Exercise brief →
Output every line of the data exactly as it appears.

Point labeling dataset excerpts

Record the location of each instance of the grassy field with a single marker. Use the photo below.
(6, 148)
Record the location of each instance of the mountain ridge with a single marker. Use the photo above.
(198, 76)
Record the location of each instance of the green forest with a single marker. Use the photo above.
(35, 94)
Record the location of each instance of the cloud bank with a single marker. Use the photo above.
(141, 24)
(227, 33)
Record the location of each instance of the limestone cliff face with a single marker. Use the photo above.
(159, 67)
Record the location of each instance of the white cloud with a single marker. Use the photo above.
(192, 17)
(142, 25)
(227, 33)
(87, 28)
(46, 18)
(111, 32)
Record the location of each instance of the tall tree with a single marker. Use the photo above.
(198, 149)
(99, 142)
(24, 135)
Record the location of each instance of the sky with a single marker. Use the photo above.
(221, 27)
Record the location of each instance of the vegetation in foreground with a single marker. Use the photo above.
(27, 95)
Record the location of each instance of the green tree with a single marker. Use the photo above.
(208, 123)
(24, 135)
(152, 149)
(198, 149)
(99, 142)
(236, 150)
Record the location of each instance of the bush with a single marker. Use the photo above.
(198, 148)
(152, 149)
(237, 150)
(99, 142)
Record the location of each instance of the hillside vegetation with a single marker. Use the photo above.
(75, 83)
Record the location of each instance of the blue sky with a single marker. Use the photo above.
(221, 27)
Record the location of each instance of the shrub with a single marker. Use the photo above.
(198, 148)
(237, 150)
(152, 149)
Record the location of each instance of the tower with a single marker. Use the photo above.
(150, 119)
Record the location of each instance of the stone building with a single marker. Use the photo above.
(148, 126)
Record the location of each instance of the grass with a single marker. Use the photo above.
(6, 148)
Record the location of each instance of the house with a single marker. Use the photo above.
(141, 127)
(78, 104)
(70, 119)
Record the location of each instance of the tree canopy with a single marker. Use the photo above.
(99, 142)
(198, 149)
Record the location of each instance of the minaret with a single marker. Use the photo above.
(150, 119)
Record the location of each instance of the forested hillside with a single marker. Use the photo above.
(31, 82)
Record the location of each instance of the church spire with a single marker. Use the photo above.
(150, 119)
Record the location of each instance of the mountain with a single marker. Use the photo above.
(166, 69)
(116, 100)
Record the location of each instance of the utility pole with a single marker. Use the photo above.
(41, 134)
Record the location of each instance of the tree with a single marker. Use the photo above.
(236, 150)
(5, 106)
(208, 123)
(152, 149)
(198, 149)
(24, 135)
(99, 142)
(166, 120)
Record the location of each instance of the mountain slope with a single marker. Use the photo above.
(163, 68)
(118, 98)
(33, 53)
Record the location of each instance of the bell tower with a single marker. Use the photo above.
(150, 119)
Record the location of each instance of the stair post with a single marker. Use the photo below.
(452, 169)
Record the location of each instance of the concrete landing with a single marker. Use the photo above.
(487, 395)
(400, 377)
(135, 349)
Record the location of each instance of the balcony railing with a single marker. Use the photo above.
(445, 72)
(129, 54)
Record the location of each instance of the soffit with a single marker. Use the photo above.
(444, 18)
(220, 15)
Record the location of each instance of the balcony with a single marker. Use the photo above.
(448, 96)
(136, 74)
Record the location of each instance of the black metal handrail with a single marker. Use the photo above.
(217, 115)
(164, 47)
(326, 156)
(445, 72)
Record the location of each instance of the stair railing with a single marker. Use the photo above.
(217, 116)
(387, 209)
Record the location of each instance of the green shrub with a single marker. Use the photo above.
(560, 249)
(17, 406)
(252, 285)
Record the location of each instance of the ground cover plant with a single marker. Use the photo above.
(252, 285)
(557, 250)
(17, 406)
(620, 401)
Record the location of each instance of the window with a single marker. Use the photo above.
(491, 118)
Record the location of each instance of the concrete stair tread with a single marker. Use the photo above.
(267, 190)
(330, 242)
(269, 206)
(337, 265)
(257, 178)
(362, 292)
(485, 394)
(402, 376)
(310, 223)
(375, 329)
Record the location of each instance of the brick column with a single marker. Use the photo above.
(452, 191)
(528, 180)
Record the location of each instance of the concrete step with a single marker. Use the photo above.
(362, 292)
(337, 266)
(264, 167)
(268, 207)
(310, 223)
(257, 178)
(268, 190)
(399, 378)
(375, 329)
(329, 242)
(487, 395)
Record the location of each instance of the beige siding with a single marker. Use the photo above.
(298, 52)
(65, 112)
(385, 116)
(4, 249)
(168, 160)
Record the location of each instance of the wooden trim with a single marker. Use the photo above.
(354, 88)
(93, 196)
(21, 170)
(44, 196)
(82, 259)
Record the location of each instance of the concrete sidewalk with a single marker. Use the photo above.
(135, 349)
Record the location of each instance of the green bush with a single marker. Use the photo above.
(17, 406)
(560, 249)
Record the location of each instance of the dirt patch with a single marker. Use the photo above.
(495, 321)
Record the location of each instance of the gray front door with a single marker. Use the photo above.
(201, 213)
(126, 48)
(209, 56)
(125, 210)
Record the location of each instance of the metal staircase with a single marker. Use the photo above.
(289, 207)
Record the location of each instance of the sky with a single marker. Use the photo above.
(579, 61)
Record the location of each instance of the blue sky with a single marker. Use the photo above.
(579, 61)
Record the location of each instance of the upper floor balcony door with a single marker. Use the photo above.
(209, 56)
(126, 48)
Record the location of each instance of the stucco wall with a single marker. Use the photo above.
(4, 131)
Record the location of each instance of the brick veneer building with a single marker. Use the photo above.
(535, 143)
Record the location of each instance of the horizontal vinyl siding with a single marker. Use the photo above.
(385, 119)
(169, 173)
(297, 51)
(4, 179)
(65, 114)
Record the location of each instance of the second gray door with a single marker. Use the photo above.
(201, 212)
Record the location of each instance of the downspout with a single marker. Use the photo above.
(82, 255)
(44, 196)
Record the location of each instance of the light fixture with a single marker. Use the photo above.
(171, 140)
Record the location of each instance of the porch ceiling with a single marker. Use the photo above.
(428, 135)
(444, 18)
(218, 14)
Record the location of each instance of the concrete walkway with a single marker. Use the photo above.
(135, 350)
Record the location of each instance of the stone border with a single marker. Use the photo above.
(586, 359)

Solution to this task →
Record the location of each instance of the grassy field with a single marker. Use the photo below.
(6, 148)
Record the location of each instance of the mountain ridge with a single marker. Use the photo above.
(198, 76)
Record the location of each instance of the green forest with a single marker. Use the photo above.
(35, 94)
Record the location of each instance of the cloud bank with a single marker. Use the photo above.
(141, 24)
(227, 33)
Record the location of each instance of the limestone cliff face with a single marker. Use the photo above.
(159, 67)
Record the location of each instance of the white cloud with a single marker. Use the photo above.
(192, 17)
(142, 25)
(227, 33)
(87, 28)
(46, 18)
(111, 32)
Record the location of each instance of the tall tree with a single marker. Use the photo above.
(198, 149)
(99, 142)
(24, 135)
Record the location of each instance of the sky with a single marker. Use the photo above.
(221, 27)
Record the location of each instance of the vegetation in foreground with a single marker. Use the photo above.
(27, 95)
Record the location of each instance of the green tree with a single marker. Use the photo above.
(208, 123)
(24, 135)
(152, 149)
(198, 149)
(99, 142)
(236, 150)
Record the location of each instance of the bush with a single marker. Use the photo above.
(198, 148)
(152, 149)
(237, 150)
(99, 142)
Record the location of each instance of the hillside vegetation with a single marker. Use the photo above.
(75, 83)
Record the location of each instance of the blue sky with a single marker. Use the photo above.
(221, 27)
Record the location of each instance of the shrub with a single marker. Use the photo above.
(198, 148)
(237, 150)
(152, 149)
Record the location of each instance of the tower with a single marker. Use the photo above.
(150, 119)
Record the location of each instance of the stone building with a single marker. Use the photo above.
(148, 126)
Record the location of each instance of the grass with a single marker. Use the photo above.
(6, 148)
Record the location of each instance of the house with a single marker. Use the photo above.
(141, 127)
(78, 104)
(70, 119)
Record the location of each instance of the tree canopy with a single marker. Use the photo above.
(99, 142)
(198, 149)
Record the location of each instance of the minaret with a single marker. Use the photo above.
(150, 119)
Record the location of each instance of the forested hillside with a single marker. Use the photo above.
(31, 82)
Record the location of each instance of the church spire with a single marker. Use the photo above.
(150, 119)
Record the location of each instance of the mountain with a single marker. Use the photo above.
(166, 69)
(116, 100)
Record the location of each instance of the utility pole with a single marker. Use the photo above.
(41, 134)
Record the location of each instance of the tree with a single marker. Use the photo above.
(236, 150)
(5, 106)
(208, 123)
(152, 149)
(198, 149)
(24, 135)
(99, 142)
(166, 120)
Record the location of each instance of the mountain slope with a single marker. Use the photo above.
(163, 68)
(118, 98)
(33, 53)
Record the location of each instance of the bell tower with a single marker. Use the photo above.
(150, 119)
Record the location of each instance of the stair post with a single marker. Use the photo below.
(452, 169)
Record the location of each instance of the concrete landing with a single marker. Use the photo above.
(487, 395)
(400, 377)
(135, 349)
Record the location of each instance of the balcony railing with a single marker. Use the photo above.
(445, 72)
(129, 54)
Record the location of each instance of the soffit with a single marker. Use the photo above.
(444, 18)
(220, 15)
Record the location of each instance of the balcony with a single marker. Use the photo above.
(448, 96)
(136, 74)
Record the location of each instance of the black metal handrail with a single marker. Use the photo above.
(217, 115)
(164, 47)
(326, 156)
(445, 72)
Record the location of each instance of the stair railing with a single marker. Use the photo above.
(217, 116)
(387, 209)
Record the location of each instance of the green shrub with a single marker. Use the photo above.
(560, 249)
(17, 406)
(252, 285)
Record the location of each instance of the ground cover plant with a single marker. Use the photo above.
(252, 285)
(557, 250)
(17, 406)
(620, 401)
Record the location of each instance of the window with a single marker. Use the photo above.
(491, 118)
Record the location of each instance of the concrete stair tread with a single marker. Use the photo above.
(267, 190)
(330, 242)
(269, 206)
(337, 265)
(257, 178)
(362, 292)
(485, 394)
(402, 376)
(310, 223)
(375, 329)
Record the location of each instance of the brick column with a single marker. Use the photo above.
(452, 191)
(528, 180)
Record the location of each instance of the concrete step with a single marker. Use the photo above.
(362, 292)
(337, 266)
(264, 167)
(268, 207)
(310, 223)
(257, 178)
(268, 190)
(399, 378)
(375, 329)
(329, 242)
(487, 395)
Record the location of each instance of the beige siding with a single marker. Use the photo above.
(298, 52)
(65, 112)
(385, 116)
(4, 249)
(168, 160)
Record the location of each instance of the wooden trim with a single marker. Use the photo above.
(354, 88)
(93, 196)
(21, 170)
(44, 196)
(82, 259)
Record the location of each instance of the concrete sidewalk with a single marker. Use the photo above.
(135, 349)
Record the location of each instance of the green bush with a single marker. Use the photo above.
(17, 406)
(560, 249)
Record the location of each instance of the dirt patch with a single marker. Use the photo above.
(495, 321)
Record the location of each instance of the gray front door with a single marker. Use the photo above.
(201, 213)
(126, 48)
(209, 56)
(125, 210)
Record the location of each instance of the metal staircase with a single marker. Use the photo above.
(289, 207)
Record the location of each instance of the sky with a single marker. Use the photo above.
(579, 61)
Record the location of each instance of the blue sky with a single marker. Use the photo above.
(579, 61)
Record the location of each instance of the upper floor balcony door with a single marker. Use the photo above.
(209, 56)
(126, 48)
Record the location of each instance of the stucco wall with a single marker. Use the photo above.
(4, 131)
Record the location of each instance of the brick veneer building with a single marker. Use the photo above.
(535, 143)
Record the location of each instance of the horizontal vinyl siding with a single marker. Use the photo above.
(385, 119)
(169, 173)
(297, 51)
(4, 179)
(65, 114)
Record the location of each instance of the second gray door with a single marker. Use the photo above.
(201, 212)
Record the location of each instance of the downspout with a single marker. Use the photo above.
(82, 255)
(44, 196)
Record the location of each instance of the light fixture with a single marker. Use the photo above.
(171, 140)
Record the location of each instance of the porch ceiling with a single marker. Use the photo above.
(428, 135)
(444, 18)
(218, 14)
Record the location of each instance of the concrete walkway with a single marker. Use the photo above.
(135, 350)
Record the location of each instance of the stone border with a single marker. Use the photo above.
(586, 359)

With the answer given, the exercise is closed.